**Excerpt provided**
════
GPT-4's Hidden Cost: Is Your Language Pricing You Out of AI Innovation?
The remarkable abilities of GPT-4 have sparked a surge of businesses incorporating its APIs into their own products. From virtual assistants and chatbots to content creators and natural language processing tools, GPT-4 has become a flexible cornerstone for innovation. However, for numerous businesses, the dream of prospering with GPT-4 technology is dimmed by the reality of escalating costs.
Consider AI Dungeon, a widely enjoyed text-based role-playing game originally powered by the older language model from OpenAI - GPT-3. As the user base expanded, so did the company's expenditures, approaching $200,000 per month in 2021. To reduce costs, the company behind AI Dungeon, Latitude, switched to AI21 Labs' more cost-effective language software, which brought their monthly expenses down to under $100,000. This transition highlights the hurdles smaller enterprises face when building their businesses around OpenAI APIs—especially if they opt for the latest GPT-4, which can cost anywhere from 10 to 100 times more than GPT-3.
The pricing model for GPT services relies on the size of the input prompt and the generated response. Interestingly, the measurement is not in characters, as one might assume, but rather in tokens. In the case of GPT-4, the cost is $0.03 per 1,000 input tokens and $0.06 per 1,000 output tokens. But what exactly are tokens?
Tokens are elemental parts of words identified by GPT. The input text is divided into tokens, and GPT generates a response by adding new tokens to the input. GPT-4 utilizes a dictionary of 100,000 tokens known as CL100K. Some tokens correspond to entire words, typically English words. For example words “formula”, “interior” and “council” are just 1 token. Other tokens may represent a few letters or just one letter, and often, a token may even encompass only part of a single character, particularly for non-Latin characters.
The token-centric pricing framework inherently places businesses working with non-English languages at a disadvantage. This is because the cost of processing a standard A4 page of text relies on the number of tokens it contains, which varies significantly depending on the alphabet and language used in the text. Given that the tokens in CL100K were largely developed based on English texts, it's no surprise that languages utilizing non-Latin characters or completely different alphabets face additional challenges.
To shed light on this issue, I embarked on an experiment. I chose a collection of widely translated Wikipedia articles and employed the CL100K tokenizer to determine the average number of characters per token for each language. This allowed me to evaluate the cost overhead for each language when processing an equivalent number of characters as in English. You can find the results of this analysis in the accompanying chart.
The disparity in overhead costs for different languages is quite noteworthy. When examining French and Spanish texts, we see the most modest cost increases, hovering around 30-31%. However, the situation worsens for speakers of other languages. Turkish users, for instance, are faced with a substantial 67% penalty.
════
**Data listing**
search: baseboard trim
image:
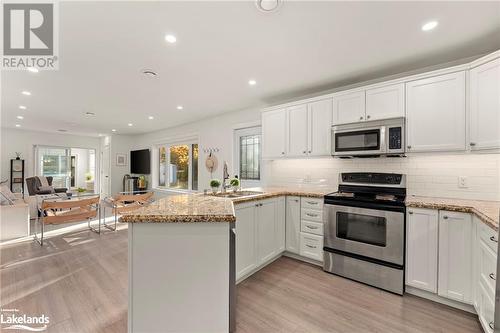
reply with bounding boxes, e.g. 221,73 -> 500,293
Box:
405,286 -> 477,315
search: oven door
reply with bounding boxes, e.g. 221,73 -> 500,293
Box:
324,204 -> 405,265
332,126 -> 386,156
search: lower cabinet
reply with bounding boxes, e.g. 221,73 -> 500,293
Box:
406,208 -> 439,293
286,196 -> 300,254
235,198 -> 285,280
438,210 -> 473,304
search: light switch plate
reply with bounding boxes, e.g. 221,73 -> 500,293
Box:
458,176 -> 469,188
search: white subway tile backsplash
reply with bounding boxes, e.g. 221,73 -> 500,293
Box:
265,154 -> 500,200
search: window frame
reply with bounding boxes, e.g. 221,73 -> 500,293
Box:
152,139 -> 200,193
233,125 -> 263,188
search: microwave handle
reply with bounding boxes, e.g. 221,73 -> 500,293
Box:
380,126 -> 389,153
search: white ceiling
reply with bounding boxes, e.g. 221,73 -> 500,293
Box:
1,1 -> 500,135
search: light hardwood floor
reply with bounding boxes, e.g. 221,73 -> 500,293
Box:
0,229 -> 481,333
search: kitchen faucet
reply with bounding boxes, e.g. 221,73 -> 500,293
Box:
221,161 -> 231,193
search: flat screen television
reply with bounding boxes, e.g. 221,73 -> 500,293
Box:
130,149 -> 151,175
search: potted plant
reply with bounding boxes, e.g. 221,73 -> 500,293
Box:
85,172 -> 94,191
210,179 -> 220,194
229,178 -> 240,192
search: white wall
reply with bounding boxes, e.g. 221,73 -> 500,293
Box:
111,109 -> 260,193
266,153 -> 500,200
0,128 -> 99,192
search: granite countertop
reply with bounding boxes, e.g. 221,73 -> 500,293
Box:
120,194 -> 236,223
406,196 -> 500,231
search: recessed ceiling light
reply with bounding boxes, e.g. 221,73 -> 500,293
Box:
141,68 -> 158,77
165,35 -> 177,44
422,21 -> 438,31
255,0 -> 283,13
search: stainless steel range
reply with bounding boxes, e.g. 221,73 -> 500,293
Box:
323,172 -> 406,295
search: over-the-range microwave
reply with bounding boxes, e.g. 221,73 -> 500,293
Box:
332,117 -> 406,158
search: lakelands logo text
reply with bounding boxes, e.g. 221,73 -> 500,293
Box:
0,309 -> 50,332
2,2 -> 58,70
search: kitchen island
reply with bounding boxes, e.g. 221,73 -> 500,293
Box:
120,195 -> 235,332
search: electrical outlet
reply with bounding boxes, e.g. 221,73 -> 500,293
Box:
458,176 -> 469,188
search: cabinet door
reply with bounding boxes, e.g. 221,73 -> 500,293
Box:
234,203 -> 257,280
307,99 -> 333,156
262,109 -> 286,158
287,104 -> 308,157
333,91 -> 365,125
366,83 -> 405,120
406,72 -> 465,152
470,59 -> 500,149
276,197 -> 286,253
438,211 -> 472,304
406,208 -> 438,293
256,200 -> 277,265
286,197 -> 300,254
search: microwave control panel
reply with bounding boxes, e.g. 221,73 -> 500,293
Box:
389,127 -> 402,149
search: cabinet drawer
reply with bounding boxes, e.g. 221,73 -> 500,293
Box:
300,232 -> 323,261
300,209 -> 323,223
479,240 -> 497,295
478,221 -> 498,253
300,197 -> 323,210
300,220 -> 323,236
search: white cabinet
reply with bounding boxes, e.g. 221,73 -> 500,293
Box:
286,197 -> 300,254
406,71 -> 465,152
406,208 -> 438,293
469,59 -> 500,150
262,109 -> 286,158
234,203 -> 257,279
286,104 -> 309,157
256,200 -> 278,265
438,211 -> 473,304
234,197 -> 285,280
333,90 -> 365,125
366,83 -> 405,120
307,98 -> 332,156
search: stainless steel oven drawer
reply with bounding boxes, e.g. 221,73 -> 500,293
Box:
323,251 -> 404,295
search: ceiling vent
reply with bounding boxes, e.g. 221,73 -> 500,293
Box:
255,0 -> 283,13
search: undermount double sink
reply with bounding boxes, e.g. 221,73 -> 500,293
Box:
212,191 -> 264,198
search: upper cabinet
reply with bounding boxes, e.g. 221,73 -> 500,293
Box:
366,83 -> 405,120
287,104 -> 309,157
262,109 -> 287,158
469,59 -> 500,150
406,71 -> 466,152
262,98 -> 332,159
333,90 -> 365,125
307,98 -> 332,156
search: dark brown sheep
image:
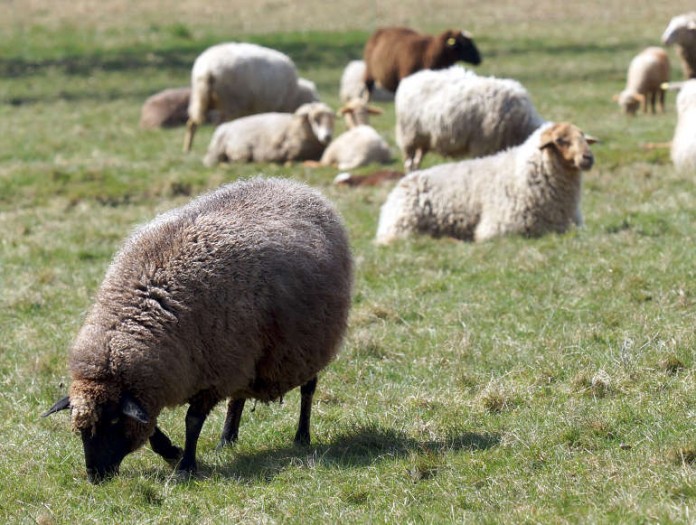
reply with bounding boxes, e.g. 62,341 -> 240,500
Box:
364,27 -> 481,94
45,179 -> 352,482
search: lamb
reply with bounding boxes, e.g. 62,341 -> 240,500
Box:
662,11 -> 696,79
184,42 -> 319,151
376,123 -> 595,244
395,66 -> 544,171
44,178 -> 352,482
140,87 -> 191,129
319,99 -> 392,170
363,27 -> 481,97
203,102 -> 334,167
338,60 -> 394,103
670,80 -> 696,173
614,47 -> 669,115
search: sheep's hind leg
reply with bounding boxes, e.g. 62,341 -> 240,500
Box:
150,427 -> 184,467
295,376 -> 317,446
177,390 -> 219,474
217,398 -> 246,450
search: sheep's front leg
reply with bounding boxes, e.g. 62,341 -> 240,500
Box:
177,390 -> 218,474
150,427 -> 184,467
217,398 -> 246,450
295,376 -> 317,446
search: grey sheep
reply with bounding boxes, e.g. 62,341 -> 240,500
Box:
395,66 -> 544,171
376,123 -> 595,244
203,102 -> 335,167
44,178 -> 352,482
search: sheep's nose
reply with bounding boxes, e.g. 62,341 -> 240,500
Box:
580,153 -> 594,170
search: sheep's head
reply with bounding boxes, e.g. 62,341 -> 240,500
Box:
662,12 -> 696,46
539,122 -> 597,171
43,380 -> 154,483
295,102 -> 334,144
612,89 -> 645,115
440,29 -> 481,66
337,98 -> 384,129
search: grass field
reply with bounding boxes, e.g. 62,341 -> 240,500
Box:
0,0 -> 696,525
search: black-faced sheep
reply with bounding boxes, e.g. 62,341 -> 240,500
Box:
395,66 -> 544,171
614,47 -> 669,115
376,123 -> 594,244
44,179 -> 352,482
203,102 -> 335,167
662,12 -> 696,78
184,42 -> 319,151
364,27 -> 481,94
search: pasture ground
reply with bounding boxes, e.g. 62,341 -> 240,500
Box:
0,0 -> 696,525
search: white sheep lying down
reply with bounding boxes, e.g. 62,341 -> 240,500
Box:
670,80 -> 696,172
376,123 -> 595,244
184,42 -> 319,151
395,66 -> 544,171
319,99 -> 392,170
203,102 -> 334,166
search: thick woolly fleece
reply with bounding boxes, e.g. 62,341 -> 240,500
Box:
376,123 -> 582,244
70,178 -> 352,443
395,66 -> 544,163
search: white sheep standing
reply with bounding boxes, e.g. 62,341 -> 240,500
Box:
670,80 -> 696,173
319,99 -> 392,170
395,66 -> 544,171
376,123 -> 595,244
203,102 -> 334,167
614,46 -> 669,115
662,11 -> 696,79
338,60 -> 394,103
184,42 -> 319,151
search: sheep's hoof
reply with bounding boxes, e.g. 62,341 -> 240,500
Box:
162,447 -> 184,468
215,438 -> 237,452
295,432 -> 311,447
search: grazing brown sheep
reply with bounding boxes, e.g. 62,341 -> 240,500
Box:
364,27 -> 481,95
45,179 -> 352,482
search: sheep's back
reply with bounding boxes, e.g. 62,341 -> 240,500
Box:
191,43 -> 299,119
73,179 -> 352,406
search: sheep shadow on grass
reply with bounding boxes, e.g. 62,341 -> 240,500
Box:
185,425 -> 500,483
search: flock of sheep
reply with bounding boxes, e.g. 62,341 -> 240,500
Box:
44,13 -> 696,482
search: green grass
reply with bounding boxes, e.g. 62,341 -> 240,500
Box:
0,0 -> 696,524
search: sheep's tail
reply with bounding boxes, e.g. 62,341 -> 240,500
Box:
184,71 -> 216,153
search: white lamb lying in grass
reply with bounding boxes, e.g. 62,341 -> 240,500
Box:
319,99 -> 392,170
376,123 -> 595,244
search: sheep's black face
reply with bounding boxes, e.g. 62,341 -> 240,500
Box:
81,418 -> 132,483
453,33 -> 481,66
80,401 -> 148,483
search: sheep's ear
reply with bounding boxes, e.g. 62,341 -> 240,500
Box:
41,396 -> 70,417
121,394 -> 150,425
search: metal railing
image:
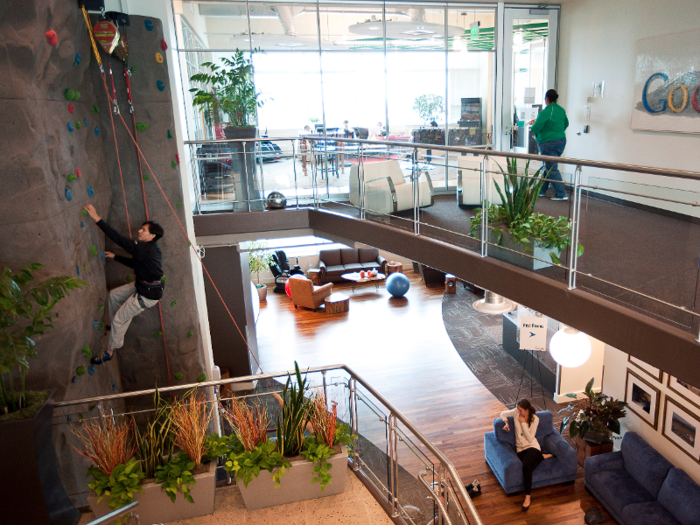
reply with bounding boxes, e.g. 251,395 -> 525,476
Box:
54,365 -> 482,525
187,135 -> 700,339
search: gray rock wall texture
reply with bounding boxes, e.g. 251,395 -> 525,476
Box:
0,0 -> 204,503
════
**Your assignment**
Carry on the article about GPT-4 token pricing for different languages from where it stops. The listing comes from a different source than the text.

**Written response**
As we delve into the realm of Slavic languages, the disparities become even more pronounced. Croatian fares the best, albeit with a 72% cost increase, while Polish users are burdened with an 82% hike. For those utilizing Cyrillic-based languages such as Russian, Ukrainian, and Bulgarian, costs more than double that of English.
Yet, even more astonishing cost increases await those who adopt Hebrew, Hindi, Korean, or Japanese. Businesses employing these languages will find themselves charged a staggering 3.2 to 4.2 times more than their English text counterparts.
And finally, we arrive at the Armenian, and Burmese languages, where the cost differential is simply prohibitive. The increase in expense for these languages is an astounding 7 times greater than that of English.
Considering these findings, we must recognize GPT-4's hidden cost for processing non-English texts. This significant disparity risks creating barriers to entry for smaller firms, particularly those using non-Latin-based languages. As AI technologies, like GPT-4, become essential in our interconnected world, it is vital to ensure their accessibility and affordability for businesses across linguistic backgrounds, fostering more equitable AI-driven innovation in global markets.
To address this issue, OpenAI could consider moving away from tokens and reverting to a more intuitive character-based model, which would offer the added benefit of greater cost predictability. Currently, predicting GPT-4 service usage costs is difficult, as tokenization isn't as straightforward as counting characters. Furthermore, OpenAI and other AI developers ought to prioritize diversifying their training data to ensure adequate representation of non-English languages. This would not only enhance AI model performance in non-English contexts but also lower token costs for businesses operating in those languages.
As GPT-4 and similar technologies continue to revolutionize industries worldwide, it is crucial that we remain vigilant in identifying and addressing potential inequalities in AI adoption. By promoting inclusivity and fairness in AI technologies, we can ensure that businesses worldwide can reap the benefits of AI-driven innovation without being weighed down by a hidden price tag.